* [SHORT EXERCISE]: Transcribe the records below exactly, leaving out any pictures.

* [STORED ROWS]:
----------------------------------------

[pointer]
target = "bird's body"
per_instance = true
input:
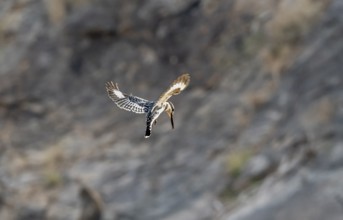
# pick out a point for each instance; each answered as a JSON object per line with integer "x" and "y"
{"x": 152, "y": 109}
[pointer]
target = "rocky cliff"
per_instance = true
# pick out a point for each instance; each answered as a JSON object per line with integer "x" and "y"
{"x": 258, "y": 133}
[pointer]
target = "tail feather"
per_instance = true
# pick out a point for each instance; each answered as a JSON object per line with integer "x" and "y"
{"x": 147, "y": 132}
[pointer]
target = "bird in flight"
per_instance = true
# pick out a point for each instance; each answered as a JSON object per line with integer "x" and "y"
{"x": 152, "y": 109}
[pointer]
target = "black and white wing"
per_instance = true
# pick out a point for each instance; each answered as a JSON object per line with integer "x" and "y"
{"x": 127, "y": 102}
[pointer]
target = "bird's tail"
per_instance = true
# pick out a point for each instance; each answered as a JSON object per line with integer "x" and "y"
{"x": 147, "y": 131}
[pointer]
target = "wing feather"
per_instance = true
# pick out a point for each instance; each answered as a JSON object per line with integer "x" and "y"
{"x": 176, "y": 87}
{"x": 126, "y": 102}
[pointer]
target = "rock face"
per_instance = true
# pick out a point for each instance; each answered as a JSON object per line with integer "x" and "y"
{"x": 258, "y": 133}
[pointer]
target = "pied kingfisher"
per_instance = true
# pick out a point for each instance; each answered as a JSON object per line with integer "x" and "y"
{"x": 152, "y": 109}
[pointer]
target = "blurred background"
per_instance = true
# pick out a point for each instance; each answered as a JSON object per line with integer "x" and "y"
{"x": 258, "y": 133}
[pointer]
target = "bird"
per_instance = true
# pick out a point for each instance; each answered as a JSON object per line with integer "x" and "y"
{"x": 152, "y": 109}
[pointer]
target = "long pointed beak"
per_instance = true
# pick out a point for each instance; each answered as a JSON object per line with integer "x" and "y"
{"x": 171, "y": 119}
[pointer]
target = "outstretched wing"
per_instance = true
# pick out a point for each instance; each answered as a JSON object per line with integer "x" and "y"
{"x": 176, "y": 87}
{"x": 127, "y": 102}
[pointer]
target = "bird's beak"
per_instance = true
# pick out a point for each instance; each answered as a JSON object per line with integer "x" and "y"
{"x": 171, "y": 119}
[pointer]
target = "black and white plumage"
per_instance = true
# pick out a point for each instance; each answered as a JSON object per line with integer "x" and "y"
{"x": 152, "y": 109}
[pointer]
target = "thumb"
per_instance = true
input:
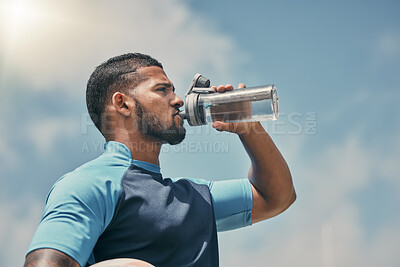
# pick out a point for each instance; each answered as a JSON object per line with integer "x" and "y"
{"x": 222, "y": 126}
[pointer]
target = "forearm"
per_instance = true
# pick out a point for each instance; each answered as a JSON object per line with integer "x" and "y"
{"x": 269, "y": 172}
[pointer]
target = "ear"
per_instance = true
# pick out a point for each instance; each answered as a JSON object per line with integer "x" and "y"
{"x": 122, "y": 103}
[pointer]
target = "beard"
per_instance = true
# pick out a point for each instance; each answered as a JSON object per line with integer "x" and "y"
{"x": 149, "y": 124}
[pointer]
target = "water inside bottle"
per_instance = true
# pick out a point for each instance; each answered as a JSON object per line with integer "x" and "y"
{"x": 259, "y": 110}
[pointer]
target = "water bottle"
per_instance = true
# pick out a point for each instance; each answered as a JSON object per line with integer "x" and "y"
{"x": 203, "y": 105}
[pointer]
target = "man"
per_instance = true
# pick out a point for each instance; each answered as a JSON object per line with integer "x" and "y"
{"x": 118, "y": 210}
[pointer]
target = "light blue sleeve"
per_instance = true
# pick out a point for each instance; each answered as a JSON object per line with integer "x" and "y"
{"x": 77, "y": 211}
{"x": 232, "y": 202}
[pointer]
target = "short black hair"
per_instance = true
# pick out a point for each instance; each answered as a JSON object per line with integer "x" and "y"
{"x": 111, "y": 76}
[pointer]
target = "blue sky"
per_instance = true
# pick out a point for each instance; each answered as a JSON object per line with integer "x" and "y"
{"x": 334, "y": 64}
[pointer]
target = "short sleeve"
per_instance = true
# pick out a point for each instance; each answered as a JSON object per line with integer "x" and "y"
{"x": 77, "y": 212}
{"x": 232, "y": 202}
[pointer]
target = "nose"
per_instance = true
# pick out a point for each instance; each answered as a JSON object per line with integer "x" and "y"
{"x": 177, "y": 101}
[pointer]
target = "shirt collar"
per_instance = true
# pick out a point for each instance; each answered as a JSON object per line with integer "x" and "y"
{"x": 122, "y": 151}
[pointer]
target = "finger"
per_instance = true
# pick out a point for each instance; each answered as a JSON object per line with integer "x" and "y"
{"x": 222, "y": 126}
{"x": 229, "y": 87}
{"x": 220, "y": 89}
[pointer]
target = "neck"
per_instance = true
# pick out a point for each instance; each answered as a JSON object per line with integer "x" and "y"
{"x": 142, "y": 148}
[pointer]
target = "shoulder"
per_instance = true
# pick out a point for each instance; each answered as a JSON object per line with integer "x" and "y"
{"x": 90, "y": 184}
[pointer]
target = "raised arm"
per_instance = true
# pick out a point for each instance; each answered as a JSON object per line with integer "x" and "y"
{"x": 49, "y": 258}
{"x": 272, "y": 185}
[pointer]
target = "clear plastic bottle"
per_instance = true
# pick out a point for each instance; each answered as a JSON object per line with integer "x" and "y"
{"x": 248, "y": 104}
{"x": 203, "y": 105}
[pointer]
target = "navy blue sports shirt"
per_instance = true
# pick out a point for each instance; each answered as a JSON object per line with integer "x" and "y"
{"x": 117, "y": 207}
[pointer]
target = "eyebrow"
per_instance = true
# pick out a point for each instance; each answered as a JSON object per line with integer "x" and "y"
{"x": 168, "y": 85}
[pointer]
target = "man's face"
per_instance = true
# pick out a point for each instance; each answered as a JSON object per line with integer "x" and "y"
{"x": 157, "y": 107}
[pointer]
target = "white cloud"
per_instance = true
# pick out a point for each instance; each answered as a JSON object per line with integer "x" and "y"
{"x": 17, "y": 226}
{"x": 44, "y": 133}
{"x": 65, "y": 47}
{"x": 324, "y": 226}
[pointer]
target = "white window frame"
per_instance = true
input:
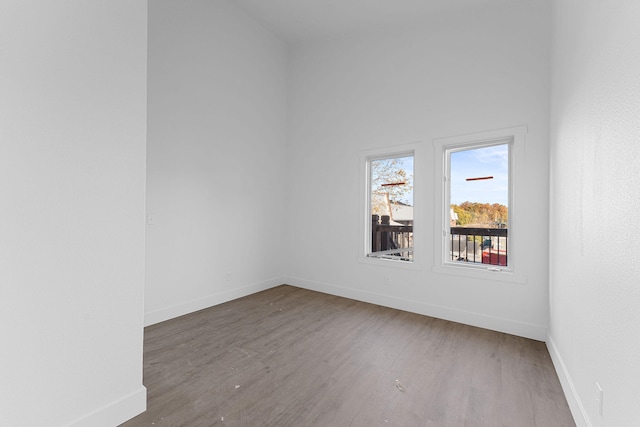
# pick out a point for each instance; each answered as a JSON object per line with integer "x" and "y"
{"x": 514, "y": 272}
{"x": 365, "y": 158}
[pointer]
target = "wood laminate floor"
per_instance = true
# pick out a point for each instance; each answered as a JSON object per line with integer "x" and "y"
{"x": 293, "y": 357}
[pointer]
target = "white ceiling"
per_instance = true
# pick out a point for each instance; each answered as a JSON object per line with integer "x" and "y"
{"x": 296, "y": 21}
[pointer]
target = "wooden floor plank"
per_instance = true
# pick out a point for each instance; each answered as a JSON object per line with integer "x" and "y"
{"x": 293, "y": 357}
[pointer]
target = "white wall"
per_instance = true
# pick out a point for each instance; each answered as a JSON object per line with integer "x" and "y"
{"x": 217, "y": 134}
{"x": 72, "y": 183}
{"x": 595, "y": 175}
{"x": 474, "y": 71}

----------------------------------------

* [THE ANSWER]:
[pointer]
target = "bird's body"
per_instance = true
input:
# pick out a point for each instance; each answered as a JSON object per line with integer "x" and "y"
{"x": 152, "y": 109}
[pointer]
target = "rocky cliff"
per_instance = true
# pick out a point for each instance; each answered as a JSON object per line with integer "x" and "y"
{"x": 258, "y": 133}
[pointer]
target = "tail feather"
per_instance = true
# pick out a point for each instance; each answered as a JSON object per line with integer "x" and "y"
{"x": 147, "y": 132}
[pointer]
target = "bird in flight"
per_instance = true
# pick out a point for each instance; each answered as a JSON object per line with integer "x" and "y"
{"x": 152, "y": 109}
[pointer]
target = "black and white wing"
per_instance = true
# pick out a point for each instance; each answered as a JSON object per line with integer "x" and "y"
{"x": 127, "y": 102}
[pointer]
target = "bird's tail"
per_instance = true
# pick out a point for each instance; each answered as a JSON object per line with integer "x" and "y"
{"x": 147, "y": 131}
[pointer]
target = "wing feather"
per_instance = true
# pick out a point for each instance; each answered as a JSON object per line with integer "x" and "y"
{"x": 176, "y": 87}
{"x": 126, "y": 102}
[pointer]
target = "rock face"
per_instance = true
# pick out a point for each instance; each answered as a JSON object per line with integer "x" and "y"
{"x": 258, "y": 133}
[pointer]
target = "pied kingfisher"
per_instance = true
# pick out a point for each instance; each answered as a JSON object per line with integer "x" and "y"
{"x": 152, "y": 109}
[pointer]
target = "blurred background"
per_instance = true
# pick out a point for each instance; each answered as a JSON object per line with integer "x" and "y"
{"x": 258, "y": 133}
[pointer]
target = "bird"
per_instance = true
# pick out a point for each instance; each answered as a JSON object per line with integer "x" and "y"
{"x": 152, "y": 109}
[pointer]
target = "long pointed beak"
per_instance = true
# pick out a point for each instance; each answered as a JSON object per line with integer "x" and "y"
{"x": 171, "y": 119}
[pointer]
target = "outstretched wing"
per_instance = true
# pick out a point for each instance; each answered as a JSON object per line with integer "x" and "y"
{"x": 176, "y": 87}
{"x": 127, "y": 102}
[pointer]
target = "bird's beak"
per_instance = true
# pick out a point for each instance; each answered as a JSON object per line with integer "x" and "y"
{"x": 171, "y": 119}
[pointer]
target = "black and white plumage"
per_instance = true
# pick out a point for each instance; each answered as a JSON object per line with integer "x" and "y"
{"x": 152, "y": 109}
[pointer]
target = "thumb"
per_instance = true
input:
# pick out a point for each instance; each answered as a JSON object per line with integer "x" and "y"
{"x": 222, "y": 126}
[pointer]
target = "forearm"
per_instance = true
# pick out a point for each instance; each answered as a JSON object per line with integer "x" and "y"
{"x": 269, "y": 172}
[pointer]
target = "ear"
per_instance = true
# pick out a point for each instance; each answered as a JSON object per line with integer "x" and "y"
{"x": 122, "y": 103}
[pointer]
target = "beard"
per_instance = true
# pick out a point for each instance; each answered as a JSON object per line with integer "x" and "y"
{"x": 149, "y": 124}
[pointer]
target = "water inside bottle"
per_instance = true
# pick out a point for each instance; each answered as a JSON object per line with integer "x" and "y"
{"x": 259, "y": 110}
[pointer]
target = "water bottle"
per_instance = true
# pick out a point for each instance; each answered as a JSON object per line with integer "x" and "y"
{"x": 203, "y": 105}
[pointer]
target = "man"
per_instance = true
# pick out a point for each instance; each answered as a JSON object per line with integer "x" and "y"
{"x": 118, "y": 210}
[pointer]
target = "light blue sleeve"
per_instance = true
# pick out a point for each instance; each answered as a JSON object per line with integer "x" and "y"
{"x": 77, "y": 211}
{"x": 232, "y": 202}
[pointer]
target = "short black hair"
per_instance = true
# pick out a point for each instance; each answered as a JSON object per line with integer "x" and "y"
{"x": 111, "y": 76}
[pointer]
target = "blue sky"
per_instance = true
# pick out a point for each instance; each answered as a JSON object per line with integer "x" and "y"
{"x": 334, "y": 64}
[pointer]
target = "short sleeve"
per_instance = true
# pick out a point for each instance; each answered as a JSON object per line with integer "x" and "y"
{"x": 77, "y": 212}
{"x": 232, "y": 202}
[pointer]
target = "nose"
per_instance = true
# pick out a point for each instance; each answered as a JSON object per line with integer "x" and "y"
{"x": 177, "y": 101}
[pointer]
target = "shirt collar"
per_instance = true
# pick out a point for each instance; each answered as a JSON object per line with integer "x" and "y"
{"x": 122, "y": 151}
[pointer]
target = "finger"
per_instance = true
# pick out a point for each instance; each answered as a JSON object per line with integer "x" and "y"
{"x": 222, "y": 126}
{"x": 229, "y": 87}
{"x": 220, "y": 89}
[pointer]
target = "neck"
per_instance = true
# pick out a point for each instance; each answered as a JSON object per line with integer "x" and "y"
{"x": 142, "y": 148}
[pointer]
target = "shoulder"
per_instance = true
# pick out a point for each instance; each answered as a JSON object per line with integer "x" and "y"
{"x": 90, "y": 184}
[pointer]
target = "raised arm"
per_instance = true
# pick out a point for each instance; each answered as a JSON object per line with integer "x" and "y"
{"x": 49, "y": 258}
{"x": 272, "y": 185}
[pointer]
target = "clear plastic bottle"
per_instance = true
# pick out a point for each instance; each answered as a JSON object per line with integer "x" and "y"
{"x": 248, "y": 104}
{"x": 203, "y": 105}
[pointer]
target = "navy blue sports shirt"
per_instance = true
# pick out a point for each instance; each answered as a JSON object per line with integer "x" and "y"
{"x": 117, "y": 207}
[pointer]
target = "eyebrow"
per_instance = true
# pick out a point for each instance; each answered as a JSON object per line with integer "x" and "y"
{"x": 168, "y": 85}
[pointer]
target = "man's face"
per_instance = true
# pick out a point for each instance; each answered as a JSON object per line with integer "x" and "y"
{"x": 157, "y": 107}
[pointer]
target = "white cloud"
per_instance = true
# pick out a point for each instance; each answered as a JSON object per line with integer "x" and "y"
{"x": 17, "y": 226}
{"x": 44, "y": 133}
{"x": 65, "y": 47}
{"x": 324, "y": 226}
[pointer]
target = "white window frame"
per_instance = true
input:
# pick out a point for each instance; each answered as a JSON object per line with integer "x" and "y"
{"x": 514, "y": 272}
{"x": 365, "y": 158}
[pointer]
target = "wood laminate floor"
per_instance = true
# pick out a point for each instance; each answered as a JSON object per line with integer "x" and "y"
{"x": 293, "y": 357}
[pointer]
target = "white ceiling"
per_instance = true
# pick out a point for each instance; each answered as a JSON object per line with integer "x" and "y"
{"x": 296, "y": 21}
[pointer]
target = "wooden floor plank"
per_instance = true
# pick out a point for each instance; each answered as a JSON object per line with integer "x" and "y"
{"x": 293, "y": 357}
[pointer]
target = "white wall"
per_instance = true
# pick out a point for each instance; each answered as a JSON object per line with integer "x" and "y"
{"x": 217, "y": 134}
{"x": 72, "y": 183}
{"x": 595, "y": 175}
{"x": 474, "y": 71}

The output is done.